TASK GOAL:
Turn everything from the first line down to the line containing "positive clicks: (85, 246)", both included, into a JSON list of strings with one string per line, leaving out blank lines.
** Opening GIVEN INFORMATION block **
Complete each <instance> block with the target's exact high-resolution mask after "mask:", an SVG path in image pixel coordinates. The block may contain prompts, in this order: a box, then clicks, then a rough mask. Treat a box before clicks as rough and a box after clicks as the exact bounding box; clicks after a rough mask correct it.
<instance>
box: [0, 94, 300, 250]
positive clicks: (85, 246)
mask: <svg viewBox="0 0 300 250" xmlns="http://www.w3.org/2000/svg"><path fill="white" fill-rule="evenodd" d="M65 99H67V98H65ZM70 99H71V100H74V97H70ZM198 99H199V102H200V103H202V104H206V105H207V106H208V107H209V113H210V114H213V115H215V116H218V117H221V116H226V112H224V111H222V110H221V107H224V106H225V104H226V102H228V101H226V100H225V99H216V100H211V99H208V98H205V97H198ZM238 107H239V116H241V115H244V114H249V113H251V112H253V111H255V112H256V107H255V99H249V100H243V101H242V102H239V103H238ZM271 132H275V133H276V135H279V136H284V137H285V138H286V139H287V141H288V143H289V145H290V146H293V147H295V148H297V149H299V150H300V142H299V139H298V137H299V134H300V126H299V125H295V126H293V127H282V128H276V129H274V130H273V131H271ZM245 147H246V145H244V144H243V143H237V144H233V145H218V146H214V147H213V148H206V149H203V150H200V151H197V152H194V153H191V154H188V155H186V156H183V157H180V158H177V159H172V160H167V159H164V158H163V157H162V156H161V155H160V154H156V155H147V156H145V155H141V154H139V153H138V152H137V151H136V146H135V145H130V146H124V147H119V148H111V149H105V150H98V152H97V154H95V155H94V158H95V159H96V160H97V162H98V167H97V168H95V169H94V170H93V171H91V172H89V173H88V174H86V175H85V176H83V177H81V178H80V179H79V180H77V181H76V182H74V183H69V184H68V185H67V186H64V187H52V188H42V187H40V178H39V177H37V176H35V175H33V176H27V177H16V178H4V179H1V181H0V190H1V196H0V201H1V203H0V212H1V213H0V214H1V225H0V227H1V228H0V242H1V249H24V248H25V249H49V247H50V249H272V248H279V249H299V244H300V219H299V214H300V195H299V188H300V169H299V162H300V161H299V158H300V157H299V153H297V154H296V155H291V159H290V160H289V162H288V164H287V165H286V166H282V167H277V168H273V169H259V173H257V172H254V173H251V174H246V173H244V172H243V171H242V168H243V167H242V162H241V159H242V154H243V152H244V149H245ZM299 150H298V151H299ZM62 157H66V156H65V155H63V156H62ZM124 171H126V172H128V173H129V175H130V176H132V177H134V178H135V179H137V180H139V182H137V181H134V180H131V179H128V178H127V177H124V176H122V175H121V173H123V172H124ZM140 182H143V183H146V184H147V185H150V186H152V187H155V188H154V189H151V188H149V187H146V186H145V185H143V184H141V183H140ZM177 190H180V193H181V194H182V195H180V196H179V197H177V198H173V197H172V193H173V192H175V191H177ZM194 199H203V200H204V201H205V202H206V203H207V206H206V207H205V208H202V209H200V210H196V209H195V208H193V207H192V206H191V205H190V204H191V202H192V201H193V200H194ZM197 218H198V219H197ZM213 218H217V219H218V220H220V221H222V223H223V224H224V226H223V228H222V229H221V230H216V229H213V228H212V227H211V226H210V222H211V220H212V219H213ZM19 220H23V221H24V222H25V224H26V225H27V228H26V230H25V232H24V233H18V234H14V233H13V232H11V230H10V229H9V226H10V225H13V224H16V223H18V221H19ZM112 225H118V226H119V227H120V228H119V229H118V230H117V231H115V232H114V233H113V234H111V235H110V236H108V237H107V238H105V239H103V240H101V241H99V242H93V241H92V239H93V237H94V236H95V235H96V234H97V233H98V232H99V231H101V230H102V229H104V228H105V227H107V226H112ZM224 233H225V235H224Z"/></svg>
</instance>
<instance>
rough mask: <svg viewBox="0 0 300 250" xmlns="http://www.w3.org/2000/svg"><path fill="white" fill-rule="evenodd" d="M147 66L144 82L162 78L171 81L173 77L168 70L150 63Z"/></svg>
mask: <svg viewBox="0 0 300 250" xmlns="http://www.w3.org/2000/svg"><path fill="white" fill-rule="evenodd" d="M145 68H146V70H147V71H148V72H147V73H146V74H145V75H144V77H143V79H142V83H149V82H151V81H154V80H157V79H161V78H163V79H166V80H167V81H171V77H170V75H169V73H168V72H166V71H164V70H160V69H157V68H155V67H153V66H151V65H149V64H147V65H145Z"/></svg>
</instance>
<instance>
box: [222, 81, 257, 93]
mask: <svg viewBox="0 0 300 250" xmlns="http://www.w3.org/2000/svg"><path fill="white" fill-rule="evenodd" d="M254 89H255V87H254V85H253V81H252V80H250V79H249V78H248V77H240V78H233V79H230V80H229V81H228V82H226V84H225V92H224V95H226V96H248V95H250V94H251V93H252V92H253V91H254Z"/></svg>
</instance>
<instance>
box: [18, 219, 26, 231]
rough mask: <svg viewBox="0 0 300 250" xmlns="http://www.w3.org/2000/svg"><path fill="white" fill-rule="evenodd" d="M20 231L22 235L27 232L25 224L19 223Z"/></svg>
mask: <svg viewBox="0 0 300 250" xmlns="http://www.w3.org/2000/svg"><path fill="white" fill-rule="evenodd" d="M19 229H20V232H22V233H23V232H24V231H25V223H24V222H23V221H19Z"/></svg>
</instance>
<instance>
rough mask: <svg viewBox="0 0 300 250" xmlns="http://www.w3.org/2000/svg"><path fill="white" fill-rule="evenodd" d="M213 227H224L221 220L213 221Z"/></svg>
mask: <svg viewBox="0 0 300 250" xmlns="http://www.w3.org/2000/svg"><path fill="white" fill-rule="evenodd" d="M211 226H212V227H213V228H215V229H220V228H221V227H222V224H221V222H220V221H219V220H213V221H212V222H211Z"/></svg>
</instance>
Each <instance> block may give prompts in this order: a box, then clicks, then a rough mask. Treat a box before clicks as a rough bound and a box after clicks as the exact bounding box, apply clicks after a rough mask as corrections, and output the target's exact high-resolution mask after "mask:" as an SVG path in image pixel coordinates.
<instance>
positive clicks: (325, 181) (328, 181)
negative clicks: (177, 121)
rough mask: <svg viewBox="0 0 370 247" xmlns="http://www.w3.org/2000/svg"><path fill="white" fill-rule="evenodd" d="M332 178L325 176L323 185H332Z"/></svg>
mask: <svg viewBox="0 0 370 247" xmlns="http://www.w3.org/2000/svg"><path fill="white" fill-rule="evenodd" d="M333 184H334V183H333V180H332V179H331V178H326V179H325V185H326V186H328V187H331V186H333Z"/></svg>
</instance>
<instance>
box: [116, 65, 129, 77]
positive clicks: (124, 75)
** Closing GIVEN INFORMATION block **
RESPONSE TO THIS EXERCISE:
[
  "Complete each <instance> block with the target's exact high-resolution mask after \"mask:\", an SVG path in image pixel coordinates. The block may contain prompts, in this order: a box, then clicks, then a rough mask. Treat a box before clicks as rough and a box after clicks as the exact bounding box; clicks after a rough mask correct it.",
  "<instance>",
  "box: [0, 94, 300, 250]",
  "positive clicks: (85, 246)"
]